> [To-do list]
(1) In the forum thread on carbon dioxide, what figure does Spartan 117 give instead of the 1% mentioned by Fourstar?
(2) Write the next part of the forum thread on carbon dioxide, picking up after its final sentence.

> [Page text]
Yeah, that 1% created by humans which is exchanged by the atmosphere and sea.....


*Fourstar sets the bait and lets the spool run free!

:lol:


----------



## Spartan 117 (18/8/09)

Fourstar said:


> Yeah, that 1% created by humans which is exchanged by the atmosphere and sea.....
> 
> 
> *Fourstar sets the bait and lets the spool run free!
> ...



I'll take a bite

more like 0.038%.... I hate when people go about things the wrong way, it's, IMO, got very little to do with the concentration of CO2 and more to do with the massive amount of energy we've released in the past 200 odd years. All that energy has to go somewhere. 

Aaron


----------



## Fourstar (18/8/09)

Touche, 0.038% it is!

I'm a skeptic at the best of times but with the amounts of decaying matter and respiration thats been on earth prior to the industrial revolution, surely that has been putting out way more CO2 than what human interaction has and will continue todo so well after we cut down our output. I'm not saying our cutdown and renewable energy ideas are bad, im all for it our fossil fuesl need to be reserved, they wont last forever. I just dont think CO2 is the root of the issue and if global warming and/or cooling is something we can slow/stop anyway. 

I just think this whole emmisisons trading idea is 'legitimate' grab from the western govt's to keep their $ up and keep the yuan and rupee down. After all, we cant end up being the ones sewing the soccer balls... can we?


----------



## Spartan 117 (18/8/09)

Fourstar said:


> Touche, 0.038% it is!
> 
> I'm a skeptic at the best of times but with the amounts of decaying matter and respiration thats been on earth prior to the industrial revolution, surely that has been putting out way more CO2 than what human interaction has and will continue todo so well after we cut down our output. I'm not saying our cutdown and renewable energy ideas are bad, im all for it our fossil fuesl need to be reserved, they wont last forever. I just dont think CO2 is the root of the issue and if global warming and/or cooling is something we can slow/stop anyway.
> 
> I just think this whole emmisisons trading idea is 'legitimate' grab from the western govt's to keep their $ up and keep the yuan and rupee down. After all, we cant end up being the ones sewing the soccer balls... can we?

> [Data section]

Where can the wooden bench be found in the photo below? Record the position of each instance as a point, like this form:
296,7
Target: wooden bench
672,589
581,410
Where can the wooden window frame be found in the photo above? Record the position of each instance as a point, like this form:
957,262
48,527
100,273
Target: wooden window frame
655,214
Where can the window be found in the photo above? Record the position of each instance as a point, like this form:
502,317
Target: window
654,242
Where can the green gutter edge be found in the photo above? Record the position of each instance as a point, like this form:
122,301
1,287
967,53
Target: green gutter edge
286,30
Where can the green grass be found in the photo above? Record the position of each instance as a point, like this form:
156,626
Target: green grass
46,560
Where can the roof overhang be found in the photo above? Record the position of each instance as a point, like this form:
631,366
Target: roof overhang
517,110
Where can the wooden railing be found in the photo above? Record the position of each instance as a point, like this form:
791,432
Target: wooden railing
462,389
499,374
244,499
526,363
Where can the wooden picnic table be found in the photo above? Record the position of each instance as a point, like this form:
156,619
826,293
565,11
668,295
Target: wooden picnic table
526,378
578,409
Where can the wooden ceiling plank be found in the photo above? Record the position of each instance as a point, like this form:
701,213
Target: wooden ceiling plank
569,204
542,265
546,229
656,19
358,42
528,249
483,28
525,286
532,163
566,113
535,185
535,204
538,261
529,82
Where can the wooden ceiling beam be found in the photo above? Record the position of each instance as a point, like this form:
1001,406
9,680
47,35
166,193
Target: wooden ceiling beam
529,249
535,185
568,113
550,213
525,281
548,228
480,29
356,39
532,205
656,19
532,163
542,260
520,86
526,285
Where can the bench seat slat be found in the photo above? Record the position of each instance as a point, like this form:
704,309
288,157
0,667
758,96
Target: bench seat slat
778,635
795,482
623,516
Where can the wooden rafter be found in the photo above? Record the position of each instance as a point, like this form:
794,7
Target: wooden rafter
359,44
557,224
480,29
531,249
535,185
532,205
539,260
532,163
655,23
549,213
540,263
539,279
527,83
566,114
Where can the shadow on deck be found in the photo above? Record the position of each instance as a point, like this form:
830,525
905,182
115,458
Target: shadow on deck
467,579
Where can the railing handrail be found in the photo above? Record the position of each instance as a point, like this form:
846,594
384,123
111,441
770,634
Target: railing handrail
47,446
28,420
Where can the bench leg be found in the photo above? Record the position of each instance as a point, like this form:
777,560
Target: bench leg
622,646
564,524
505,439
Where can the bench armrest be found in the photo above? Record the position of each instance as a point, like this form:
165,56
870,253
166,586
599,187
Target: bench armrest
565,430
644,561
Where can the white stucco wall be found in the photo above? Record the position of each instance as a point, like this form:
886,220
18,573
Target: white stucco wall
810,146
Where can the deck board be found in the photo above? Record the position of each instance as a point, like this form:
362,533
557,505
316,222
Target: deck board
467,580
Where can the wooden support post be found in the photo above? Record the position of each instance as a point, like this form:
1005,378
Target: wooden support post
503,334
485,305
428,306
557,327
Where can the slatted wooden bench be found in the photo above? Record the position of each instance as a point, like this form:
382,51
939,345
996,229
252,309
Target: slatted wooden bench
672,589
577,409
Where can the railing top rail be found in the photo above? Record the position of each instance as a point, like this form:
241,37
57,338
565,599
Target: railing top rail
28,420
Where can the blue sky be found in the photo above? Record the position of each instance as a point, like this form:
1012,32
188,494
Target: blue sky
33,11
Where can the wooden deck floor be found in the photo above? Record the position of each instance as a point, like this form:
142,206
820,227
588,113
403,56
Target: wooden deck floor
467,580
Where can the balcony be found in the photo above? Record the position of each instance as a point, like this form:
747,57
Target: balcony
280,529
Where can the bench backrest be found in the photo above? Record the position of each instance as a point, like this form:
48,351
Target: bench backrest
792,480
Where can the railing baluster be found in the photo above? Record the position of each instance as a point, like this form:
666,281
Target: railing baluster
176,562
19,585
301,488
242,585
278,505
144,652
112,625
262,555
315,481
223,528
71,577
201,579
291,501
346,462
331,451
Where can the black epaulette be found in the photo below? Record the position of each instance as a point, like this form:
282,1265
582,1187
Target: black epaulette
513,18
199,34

* * *

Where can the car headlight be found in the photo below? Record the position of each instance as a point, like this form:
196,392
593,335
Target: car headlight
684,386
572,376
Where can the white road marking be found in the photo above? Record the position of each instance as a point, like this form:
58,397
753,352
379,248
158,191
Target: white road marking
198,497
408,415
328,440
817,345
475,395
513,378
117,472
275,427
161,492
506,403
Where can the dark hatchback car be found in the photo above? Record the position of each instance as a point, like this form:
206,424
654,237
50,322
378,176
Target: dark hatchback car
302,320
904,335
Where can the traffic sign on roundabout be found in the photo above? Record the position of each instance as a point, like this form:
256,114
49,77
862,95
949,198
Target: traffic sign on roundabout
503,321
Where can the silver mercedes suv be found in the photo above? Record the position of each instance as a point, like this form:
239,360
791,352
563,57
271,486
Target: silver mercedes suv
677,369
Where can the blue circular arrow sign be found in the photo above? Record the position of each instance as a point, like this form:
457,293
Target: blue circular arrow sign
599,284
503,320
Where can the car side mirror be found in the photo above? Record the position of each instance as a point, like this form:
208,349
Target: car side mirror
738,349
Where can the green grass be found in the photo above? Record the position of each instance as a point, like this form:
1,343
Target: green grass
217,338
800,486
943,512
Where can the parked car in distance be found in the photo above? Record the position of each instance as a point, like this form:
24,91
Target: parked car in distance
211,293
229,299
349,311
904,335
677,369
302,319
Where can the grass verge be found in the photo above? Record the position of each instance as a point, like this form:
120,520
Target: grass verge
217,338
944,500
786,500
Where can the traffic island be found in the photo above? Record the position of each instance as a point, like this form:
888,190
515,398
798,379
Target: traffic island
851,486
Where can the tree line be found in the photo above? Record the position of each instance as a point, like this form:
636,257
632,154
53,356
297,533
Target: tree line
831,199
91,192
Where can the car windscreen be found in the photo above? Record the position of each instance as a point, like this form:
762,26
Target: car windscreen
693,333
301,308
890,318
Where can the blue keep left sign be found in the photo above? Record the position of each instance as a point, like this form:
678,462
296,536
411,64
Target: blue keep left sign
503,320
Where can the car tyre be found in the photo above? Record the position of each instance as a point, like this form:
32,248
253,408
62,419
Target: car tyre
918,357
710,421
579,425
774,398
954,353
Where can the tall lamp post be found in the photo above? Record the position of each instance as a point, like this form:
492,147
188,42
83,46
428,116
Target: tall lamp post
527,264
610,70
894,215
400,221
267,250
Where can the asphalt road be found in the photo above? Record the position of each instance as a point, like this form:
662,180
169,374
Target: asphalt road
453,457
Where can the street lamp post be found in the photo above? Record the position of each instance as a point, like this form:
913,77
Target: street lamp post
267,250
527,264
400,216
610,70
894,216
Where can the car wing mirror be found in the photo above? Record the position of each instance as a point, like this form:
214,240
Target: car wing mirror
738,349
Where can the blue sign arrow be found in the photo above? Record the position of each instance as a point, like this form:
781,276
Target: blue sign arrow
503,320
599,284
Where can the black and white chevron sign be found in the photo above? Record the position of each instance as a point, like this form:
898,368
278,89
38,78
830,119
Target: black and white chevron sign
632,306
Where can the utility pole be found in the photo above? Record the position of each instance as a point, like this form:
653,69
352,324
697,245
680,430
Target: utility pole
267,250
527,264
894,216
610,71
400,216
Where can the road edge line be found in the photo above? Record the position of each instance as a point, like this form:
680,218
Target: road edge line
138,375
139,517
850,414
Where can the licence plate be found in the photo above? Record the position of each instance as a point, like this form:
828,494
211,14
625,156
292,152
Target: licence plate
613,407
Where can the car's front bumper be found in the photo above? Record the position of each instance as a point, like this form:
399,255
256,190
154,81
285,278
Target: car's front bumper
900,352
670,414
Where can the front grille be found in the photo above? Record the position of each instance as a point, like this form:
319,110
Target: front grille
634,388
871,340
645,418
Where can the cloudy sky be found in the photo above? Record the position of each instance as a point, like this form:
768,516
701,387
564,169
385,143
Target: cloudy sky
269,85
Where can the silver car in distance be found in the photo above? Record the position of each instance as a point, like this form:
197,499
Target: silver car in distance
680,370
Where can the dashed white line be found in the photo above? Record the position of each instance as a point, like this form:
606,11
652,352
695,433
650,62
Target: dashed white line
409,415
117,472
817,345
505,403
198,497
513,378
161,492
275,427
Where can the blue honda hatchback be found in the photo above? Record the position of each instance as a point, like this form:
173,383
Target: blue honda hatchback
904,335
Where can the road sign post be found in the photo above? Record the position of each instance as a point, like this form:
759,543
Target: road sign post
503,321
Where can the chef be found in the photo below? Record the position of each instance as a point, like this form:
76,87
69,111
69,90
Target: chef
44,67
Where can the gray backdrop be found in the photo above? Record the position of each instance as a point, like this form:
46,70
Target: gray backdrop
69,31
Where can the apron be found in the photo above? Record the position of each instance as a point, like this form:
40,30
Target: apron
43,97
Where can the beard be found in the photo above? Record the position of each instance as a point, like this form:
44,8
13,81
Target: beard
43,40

...

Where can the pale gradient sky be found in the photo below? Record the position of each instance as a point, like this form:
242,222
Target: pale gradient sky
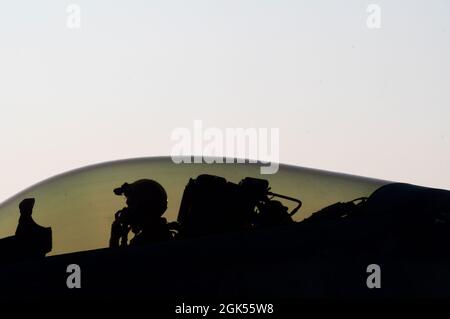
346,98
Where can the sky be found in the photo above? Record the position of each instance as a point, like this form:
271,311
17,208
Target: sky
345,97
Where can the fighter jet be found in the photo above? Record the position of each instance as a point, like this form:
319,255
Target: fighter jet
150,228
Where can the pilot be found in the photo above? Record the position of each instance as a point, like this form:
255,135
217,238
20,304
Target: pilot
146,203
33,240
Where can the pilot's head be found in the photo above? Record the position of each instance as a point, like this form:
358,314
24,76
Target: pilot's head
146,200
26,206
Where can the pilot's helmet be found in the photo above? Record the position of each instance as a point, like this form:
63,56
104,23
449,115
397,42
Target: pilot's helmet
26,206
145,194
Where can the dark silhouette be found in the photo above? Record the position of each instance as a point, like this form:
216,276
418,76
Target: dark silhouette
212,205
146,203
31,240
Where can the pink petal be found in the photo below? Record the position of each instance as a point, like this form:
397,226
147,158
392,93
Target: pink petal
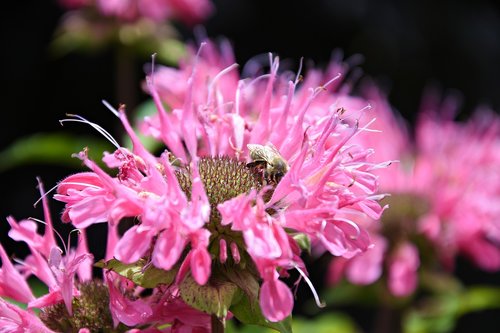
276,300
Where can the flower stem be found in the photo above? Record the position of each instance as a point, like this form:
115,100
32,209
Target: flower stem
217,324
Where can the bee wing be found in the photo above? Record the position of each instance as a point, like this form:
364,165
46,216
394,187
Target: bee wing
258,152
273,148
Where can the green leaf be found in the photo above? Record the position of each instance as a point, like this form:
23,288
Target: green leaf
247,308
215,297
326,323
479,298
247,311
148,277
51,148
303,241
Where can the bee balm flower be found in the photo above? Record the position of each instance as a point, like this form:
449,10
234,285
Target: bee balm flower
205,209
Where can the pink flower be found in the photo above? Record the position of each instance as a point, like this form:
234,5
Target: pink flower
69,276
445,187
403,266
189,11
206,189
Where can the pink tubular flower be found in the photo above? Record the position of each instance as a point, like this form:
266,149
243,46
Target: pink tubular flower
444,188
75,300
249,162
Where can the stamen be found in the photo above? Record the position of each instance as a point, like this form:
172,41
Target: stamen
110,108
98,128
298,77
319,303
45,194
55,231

> [Responses]
(1) 0.038%

(2)
Yeah I know what you mean, one of the major concerns with CO2 emissions is that we are cutting down trees that convert all that CO2 into oxygen. The issue I reckon is in the inefficiencies of the established systems we have (coal, gas, oil, etc.) I read in a chemical kinetics text book that a minimum of 30% of the energy stored in coal goes out the chimney, and the generators they use aren't much better either. I reckon renewable energies should be supported, as it is shown burning fossil fuels decreases the air quality which is overall detrimental to our health, however I do not believe/subscribe whole heartedly in the "greenhouse effect", it does happen all you have to do is look at Venus, but I doubt 0.038% of CO2 in our atmosphere is causing it. 

If looked at from a physical chemistry point of view the energy released must go somewhere, and if we consider our earth as a "closed" system when all that energy is released it will inevitably warm up. All the fossil fuels on earth have been generated over millions of years, that's millions of years of solar energy (the sun being at the bottom of the food chain in a sense) being released in a few hundred years..... Somethings not quiet right with that.

Anyway back on topic, good on ya buckleys.


----------



## marlow_coates (18/8/09)

Haha, thought I would be shot down for that comment. Glad there are a few others here who are skeptical of mass media claims, and Al Gore movies. The more I read about it the more skeptical I become.

Agree with your above points, so won't restate them.

Marlow


----------



## Spartan 117 (18/8/09)

I'm not skeptical about the whole global warming thing, it's happening, no doubt about it. Just dont't think it's CO2 doing all the damage. All in all though we really should try our best to be a sustanable society, energy is something we always have and always will need, the cleaner and more efficently we obtain it the better. 

Aaron


----------



## geoff_tewierik (18/8/09)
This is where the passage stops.